Ask the Expert: How do I make my dream safari honeymoon a reality?
Published 09/12/2015 | 15:26
My fiancée and I are dreaming of a safari honeymoon. Is there much we need to sort in advance?
Forget the boring beach-hut holiday - a safari is an adventure that will leave a lifetime of memories. That said, it's not the easiest option for a honeymoon.
You haven't said where you intend to go, but that can make a world of difference. In my view, South Africa isn't real safari - it's more five-star resorts with a few animals thrown in (but standards are more western, so that might be your thing).
Somewhere like Kenya is a different story, where the accommodation is more basic (think tents and bucket showers), but the experience is straight from Out of Africa.
First up - and most important - get your shots. These need to be taken weeks in advance, and what you'll need will vary from country to country and even region to region within them. Malaria tablets are musts in most safari destinations too (I found no side effects from malarone), and yellow fever shots are an essential in many cases too.
Check out the advice for your area on the Tropical Medical Bureau website on tmb.ie - and book an appointment. Deet - which keeps the bugs at bay - is another must, but strangely I've suffered more bites in Spain or Portugal than wildest Africa.
Now for the more fun stuff.
A good camera is essential - forget about shooting a lion with your phone, even if it is an iPhone 6. The lens just won't cut it.
Some people swear by "bridge" cameras, but again I'm not convinced. Beg, borrow or buy a DSLR camera - prices have come down. I've got a Nikon, but Canon come up trumps for built-in wifi when you get to a wireless zone and want to share pictures to your phone or social media.
A zoom lens that goes up to at least 300mm (longer is better) is a must - even better, have two good cameras between you, as the animals can move fast.
If you're travelling through out of the way towns, bring loo roll, wet wipes and anti-bacterial gel: dodgy tummy is always a risk.
Lastly, remember it can get very cold at night, especially if you're in a tent, so pack some jumpers or thermals.
Above all, enjoy - it's a holiday that's totally out of the ordinary.

EXERCISE OBJECTIVE
List every country that the safari honeymoon advice names.

ENTRIES SUPPLIED
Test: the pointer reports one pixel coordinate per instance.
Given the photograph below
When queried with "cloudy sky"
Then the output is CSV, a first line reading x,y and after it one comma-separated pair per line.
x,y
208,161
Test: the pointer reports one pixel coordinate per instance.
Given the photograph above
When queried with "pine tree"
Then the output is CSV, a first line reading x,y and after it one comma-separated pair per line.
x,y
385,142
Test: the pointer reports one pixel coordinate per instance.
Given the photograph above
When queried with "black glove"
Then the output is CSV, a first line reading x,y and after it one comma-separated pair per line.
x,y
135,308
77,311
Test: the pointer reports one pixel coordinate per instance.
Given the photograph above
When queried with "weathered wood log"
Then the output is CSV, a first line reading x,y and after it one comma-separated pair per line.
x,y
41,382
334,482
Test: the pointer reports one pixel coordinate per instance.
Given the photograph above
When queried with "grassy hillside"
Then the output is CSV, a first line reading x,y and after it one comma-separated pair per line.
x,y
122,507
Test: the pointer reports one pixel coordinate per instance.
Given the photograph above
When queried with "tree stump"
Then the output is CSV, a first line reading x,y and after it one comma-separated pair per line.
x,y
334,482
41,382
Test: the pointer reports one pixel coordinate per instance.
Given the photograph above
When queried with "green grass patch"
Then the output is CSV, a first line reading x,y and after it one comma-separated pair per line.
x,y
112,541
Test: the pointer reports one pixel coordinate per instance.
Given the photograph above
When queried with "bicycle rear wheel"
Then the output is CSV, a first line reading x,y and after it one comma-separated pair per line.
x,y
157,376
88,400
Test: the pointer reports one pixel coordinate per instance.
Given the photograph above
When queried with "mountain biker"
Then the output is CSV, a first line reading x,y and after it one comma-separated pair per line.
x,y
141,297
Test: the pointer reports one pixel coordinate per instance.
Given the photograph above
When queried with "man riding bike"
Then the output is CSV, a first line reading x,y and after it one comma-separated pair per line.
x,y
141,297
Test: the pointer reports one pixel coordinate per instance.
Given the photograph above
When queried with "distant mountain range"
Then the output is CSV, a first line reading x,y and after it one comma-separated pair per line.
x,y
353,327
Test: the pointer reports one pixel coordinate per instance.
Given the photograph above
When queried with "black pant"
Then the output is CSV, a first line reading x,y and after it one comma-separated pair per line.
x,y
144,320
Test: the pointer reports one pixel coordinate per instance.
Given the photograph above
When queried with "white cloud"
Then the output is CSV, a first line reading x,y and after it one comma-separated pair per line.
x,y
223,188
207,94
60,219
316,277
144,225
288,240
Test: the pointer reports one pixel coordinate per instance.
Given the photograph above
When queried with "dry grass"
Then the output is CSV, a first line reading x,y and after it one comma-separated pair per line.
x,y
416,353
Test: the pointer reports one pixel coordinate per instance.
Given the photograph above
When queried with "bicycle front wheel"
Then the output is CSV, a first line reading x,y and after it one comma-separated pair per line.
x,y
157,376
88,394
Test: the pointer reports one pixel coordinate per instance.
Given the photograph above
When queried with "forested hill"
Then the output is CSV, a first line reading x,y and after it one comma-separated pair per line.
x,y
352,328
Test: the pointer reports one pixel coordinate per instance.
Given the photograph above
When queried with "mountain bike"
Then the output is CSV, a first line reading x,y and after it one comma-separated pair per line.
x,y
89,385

EXPECTED ANSWER
South Africa, Kenya, Spain, Portugal